___ Provided text

Maybe a dumb question, but when picking a type of ...
# best-practices
d
Maybe a dumb question, but when picking a type of compute. Would meltano benefit from a memory or cpu optimized host?
in my head memory compute would make more sense
v
compute in almost all scenarios, the buffer is low in meltano and most the taps are optimized for super low memory use
I honestly don't think about it when deploying things until I hit an issue
d
Cool, the reason I ask is that initial syncs are taking a very long time on tables ~10m rows in size and looking for ways to optimize. Worked with itersize and the loaders batch size, but looking for additional ways to tweak.
Your reply makes me think if having a lower batch/itersize + compute optimization is better than a higher batch/itersize
t
I think the answer varies depending on the scenario. The postgres target, for example, buffers rows for all streams until there's 100k rows for a particular stream, then flushes that one stream. So if you are replicating a lot of tables with a lots of rows (which we are) then target-postgres will suck up gigs and gigs of memory.

______
___ Data excerpts

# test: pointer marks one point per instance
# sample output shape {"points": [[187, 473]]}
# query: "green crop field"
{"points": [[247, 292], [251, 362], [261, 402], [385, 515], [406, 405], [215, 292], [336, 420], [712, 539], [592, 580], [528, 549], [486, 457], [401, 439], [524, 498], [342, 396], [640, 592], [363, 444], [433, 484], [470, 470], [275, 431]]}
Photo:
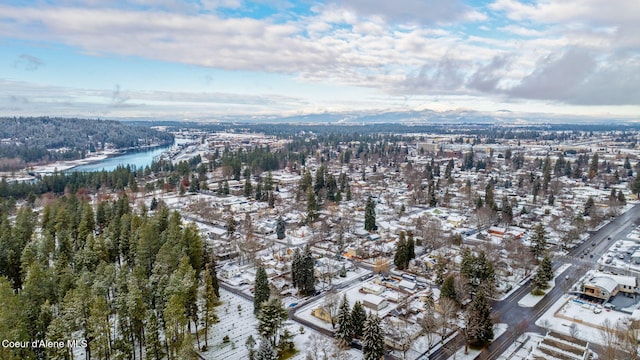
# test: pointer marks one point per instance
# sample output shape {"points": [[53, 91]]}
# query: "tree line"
{"points": [[131, 284]]}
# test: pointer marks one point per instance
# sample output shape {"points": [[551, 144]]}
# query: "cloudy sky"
{"points": [[177, 59]]}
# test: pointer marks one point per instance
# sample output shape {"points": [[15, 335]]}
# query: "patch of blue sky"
{"points": [[59, 64], [276, 11]]}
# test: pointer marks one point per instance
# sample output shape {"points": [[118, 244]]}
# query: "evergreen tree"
{"points": [[261, 291], [308, 274], [479, 325], [312, 206], [369, 215], [621, 198], [153, 344], [209, 315], [225, 187], [270, 319], [373, 339], [210, 266], [411, 246], [248, 189], [477, 270], [588, 206], [448, 288], [593, 167], [544, 274], [344, 333], [296, 269], [231, 225], [401, 257], [358, 317], [280, 228], [266, 351], [539, 240]]}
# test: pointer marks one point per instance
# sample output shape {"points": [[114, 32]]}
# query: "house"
{"points": [[321, 314], [604, 286], [601, 287], [370, 288], [230, 270], [407, 285], [374, 302]]}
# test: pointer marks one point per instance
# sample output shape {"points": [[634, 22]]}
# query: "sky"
{"points": [[211, 59]]}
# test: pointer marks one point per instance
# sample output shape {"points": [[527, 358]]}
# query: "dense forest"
{"points": [[43, 139], [114, 279]]}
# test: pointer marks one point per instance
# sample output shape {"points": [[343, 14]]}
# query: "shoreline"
{"points": [[31, 173]]}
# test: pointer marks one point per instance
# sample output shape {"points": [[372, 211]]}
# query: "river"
{"points": [[137, 158]]}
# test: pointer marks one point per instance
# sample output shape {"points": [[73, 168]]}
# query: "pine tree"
{"points": [[588, 206], [358, 317], [448, 288], [479, 325], [308, 273], [373, 339], [401, 257], [280, 228], [544, 274], [261, 291], [209, 315], [210, 266], [296, 269], [370, 215], [411, 246], [312, 206], [539, 241], [265, 351], [270, 319], [344, 333], [248, 189]]}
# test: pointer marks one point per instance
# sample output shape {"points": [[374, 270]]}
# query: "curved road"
{"points": [[521, 319]]}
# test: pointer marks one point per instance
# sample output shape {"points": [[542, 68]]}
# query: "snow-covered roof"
{"points": [[604, 282], [373, 299]]}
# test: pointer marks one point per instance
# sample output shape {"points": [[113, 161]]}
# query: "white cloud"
{"points": [[562, 51]]}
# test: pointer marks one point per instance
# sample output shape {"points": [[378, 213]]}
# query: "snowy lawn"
{"points": [[531, 300], [522, 347], [498, 329], [240, 324], [565, 312]]}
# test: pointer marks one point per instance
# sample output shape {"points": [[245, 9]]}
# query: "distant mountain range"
{"points": [[424, 117]]}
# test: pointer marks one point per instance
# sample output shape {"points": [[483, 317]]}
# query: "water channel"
{"points": [[137, 158]]}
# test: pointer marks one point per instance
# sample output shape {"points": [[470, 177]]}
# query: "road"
{"points": [[521, 319]]}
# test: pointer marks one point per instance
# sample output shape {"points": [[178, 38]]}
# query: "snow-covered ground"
{"points": [[521, 348], [238, 322], [498, 329], [567, 311], [531, 300]]}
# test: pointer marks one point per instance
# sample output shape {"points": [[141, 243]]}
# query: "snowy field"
{"points": [[498, 329], [522, 347], [238, 322], [531, 300], [566, 312]]}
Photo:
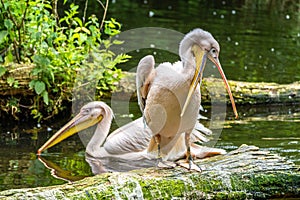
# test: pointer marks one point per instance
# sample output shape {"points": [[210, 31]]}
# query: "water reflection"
{"points": [[259, 41], [273, 128]]}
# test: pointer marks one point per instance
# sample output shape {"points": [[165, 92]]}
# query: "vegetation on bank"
{"points": [[56, 49]]}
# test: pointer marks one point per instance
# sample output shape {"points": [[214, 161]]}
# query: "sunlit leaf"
{"points": [[39, 87], [3, 35], [8, 24], [3, 70], [45, 97], [10, 80], [86, 30]]}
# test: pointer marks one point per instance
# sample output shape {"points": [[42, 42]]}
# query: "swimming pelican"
{"points": [[129, 142], [169, 95]]}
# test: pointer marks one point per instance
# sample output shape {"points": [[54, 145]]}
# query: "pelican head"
{"points": [[89, 115], [197, 46]]}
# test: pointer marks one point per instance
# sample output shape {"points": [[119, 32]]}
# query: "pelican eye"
{"points": [[213, 50]]}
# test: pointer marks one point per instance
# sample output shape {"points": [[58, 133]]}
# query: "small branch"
{"points": [[85, 9], [105, 11]]}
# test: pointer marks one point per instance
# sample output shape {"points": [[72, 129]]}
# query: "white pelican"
{"points": [[169, 95], [129, 142]]}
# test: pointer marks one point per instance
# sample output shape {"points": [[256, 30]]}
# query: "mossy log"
{"points": [[245, 173], [243, 92]]}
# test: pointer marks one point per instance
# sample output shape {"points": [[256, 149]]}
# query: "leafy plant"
{"points": [[31, 33]]}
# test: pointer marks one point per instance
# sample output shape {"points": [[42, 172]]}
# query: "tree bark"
{"points": [[245, 173]]}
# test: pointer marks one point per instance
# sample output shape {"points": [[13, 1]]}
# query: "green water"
{"points": [[259, 42]]}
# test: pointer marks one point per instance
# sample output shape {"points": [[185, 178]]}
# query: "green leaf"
{"points": [[32, 83], [9, 58], [8, 24], [118, 42], [3, 35], [86, 30], [10, 80], [45, 97], [39, 87], [3, 70]]}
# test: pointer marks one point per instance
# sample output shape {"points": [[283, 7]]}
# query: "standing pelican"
{"points": [[169, 95], [129, 142]]}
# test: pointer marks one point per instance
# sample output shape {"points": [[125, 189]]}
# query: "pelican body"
{"points": [[127, 143], [169, 95]]}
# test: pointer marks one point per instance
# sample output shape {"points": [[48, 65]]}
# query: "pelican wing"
{"points": [[144, 77], [132, 137]]}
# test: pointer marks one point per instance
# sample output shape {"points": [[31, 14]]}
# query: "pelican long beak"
{"points": [[78, 123], [218, 64], [200, 58]]}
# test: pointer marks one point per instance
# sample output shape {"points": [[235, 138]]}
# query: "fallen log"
{"points": [[245, 173], [243, 92]]}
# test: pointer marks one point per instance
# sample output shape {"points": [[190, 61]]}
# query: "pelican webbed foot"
{"points": [[189, 164], [166, 164]]}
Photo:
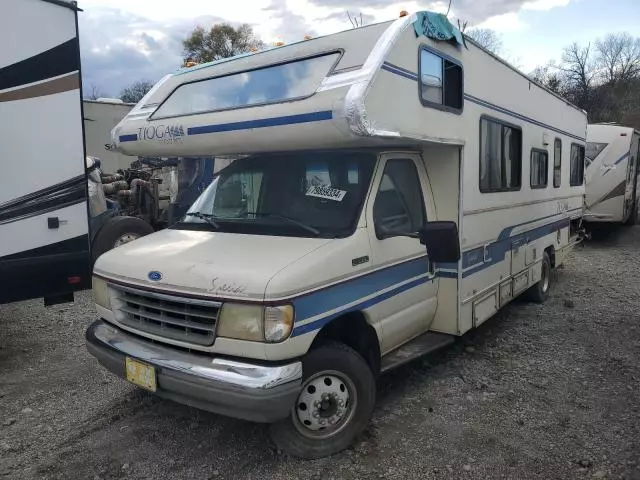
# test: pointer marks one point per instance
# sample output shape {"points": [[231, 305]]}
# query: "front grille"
{"points": [[166, 316]]}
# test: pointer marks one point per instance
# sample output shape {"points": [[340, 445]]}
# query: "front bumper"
{"points": [[259, 393]]}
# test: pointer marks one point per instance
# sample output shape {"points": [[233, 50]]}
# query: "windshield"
{"points": [[305, 195]]}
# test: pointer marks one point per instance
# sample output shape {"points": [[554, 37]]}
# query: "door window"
{"points": [[399, 205]]}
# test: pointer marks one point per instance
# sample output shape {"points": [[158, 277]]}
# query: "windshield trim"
{"points": [[339, 51]]}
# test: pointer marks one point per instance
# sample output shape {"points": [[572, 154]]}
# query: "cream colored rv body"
{"points": [[429, 131]]}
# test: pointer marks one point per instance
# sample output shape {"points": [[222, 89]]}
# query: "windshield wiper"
{"points": [[206, 217], [308, 228]]}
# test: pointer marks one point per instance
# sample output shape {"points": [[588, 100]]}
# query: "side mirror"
{"points": [[442, 241]]}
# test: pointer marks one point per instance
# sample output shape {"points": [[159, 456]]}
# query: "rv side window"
{"points": [[539, 168], [500, 157], [557, 163], [577, 165], [399, 206], [440, 81]]}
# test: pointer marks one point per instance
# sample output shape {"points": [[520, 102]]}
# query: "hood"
{"points": [[221, 265]]}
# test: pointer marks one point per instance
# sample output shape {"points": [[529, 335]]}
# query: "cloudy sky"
{"points": [[127, 40]]}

______

What the task requires:
Continue the forum thread on memory-optimized versus compute-optimized hosts for Meltano, picking up after its final sentence.

Exercise result:
Replicating tables with a lot of rows is a different issue. I spent a bunch of time a couple months ago attempting to tune things in our environment and eventually concluded that a) the Python mysql client is slow, and b) the Python JSON parser is slow. More compute doesn't help, it's just slow. So we actually do initial setup outside meltano, then set state data appropriately and use meltano to replicate changes after that. Otherwise it would take us weeks to stand up a new environment, which is obviously not practical.
d
How did you migrate state? Copy the state file over?
t
By tweaking the state data in the meltano database using SQL 😱 But there's a new
state
command coming (or already released? not sure) that should make that a little cleaner...
v
already released 🙂
d
jeez so big woof on me for not realizing but is state 100% controlled in the DB?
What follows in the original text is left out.